- Description of the task -
Copy out the rows from the line with "Indicate every instance of the person" through the end of the rows, switching "field-survey log" to "site-visit log". Keep everything else the same.

[Start of Source data]

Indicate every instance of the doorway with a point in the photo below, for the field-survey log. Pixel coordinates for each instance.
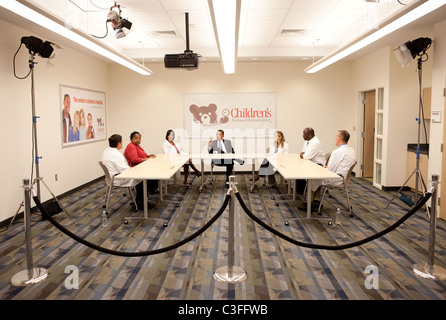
(368, 134)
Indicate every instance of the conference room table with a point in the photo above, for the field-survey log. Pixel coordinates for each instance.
(292, 168)
(249, 157)
(162, 168)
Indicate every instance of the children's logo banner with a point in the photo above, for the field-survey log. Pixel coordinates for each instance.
(82, 114)
(240, 114)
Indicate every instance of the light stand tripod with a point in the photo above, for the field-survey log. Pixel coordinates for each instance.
(416, 171)
(36, 156)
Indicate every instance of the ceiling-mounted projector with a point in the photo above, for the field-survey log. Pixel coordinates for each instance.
(188, 59)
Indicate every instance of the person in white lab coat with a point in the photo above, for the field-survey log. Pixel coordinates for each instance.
(171, 147)
(266, 169)
(341, 159)
(312, 150)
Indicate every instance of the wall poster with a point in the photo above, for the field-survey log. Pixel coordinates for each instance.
(82, 113)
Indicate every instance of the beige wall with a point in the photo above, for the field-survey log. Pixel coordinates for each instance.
(154, 104)
(327, 101)
(75, 166)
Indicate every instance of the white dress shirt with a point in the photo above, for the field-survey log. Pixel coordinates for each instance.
(313, 151)
(341, 160)
(117, 163)
(278, 150)
(170, 149)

[End of Source data]

- Solution for this task -
Indicate every instance of the person in white lab coat with a point in the photo above, for the site-visit log. Pixel coordinates for each instance.
(171, 147)
(266, 169)
(341, 159)
(312, 150)
Indicate every instance of the wall poster with a point in the photo above, for the site-visit log. Pixel coordinates for each instance.
(82, 113)
Indicate every instance of the beige wall with a point in the photo above, for the site-visit log. Pixel coordinates for each instance.
(154, 104)
(327, 101)
(75, 166)
Indicate every instance of the white dress shirt with a point in the photo above, for the site-visit log. Pixel coordinates for each instance.
(313, 151)
(341, 160)
(117, 163)
(278, 150)
(170, 149)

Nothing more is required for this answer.